— Task to complete —
Select all lines holding the word "field" from the entries that follow.

Provided information START

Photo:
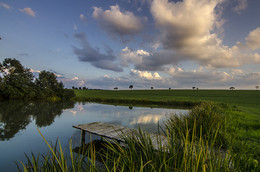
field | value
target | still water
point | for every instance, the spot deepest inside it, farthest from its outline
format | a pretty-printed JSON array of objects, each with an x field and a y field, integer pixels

Provided information END

— Solved problem —
field | value
format | a pretty-printed JSON array of objects, each with an x field and a y field, integer pixels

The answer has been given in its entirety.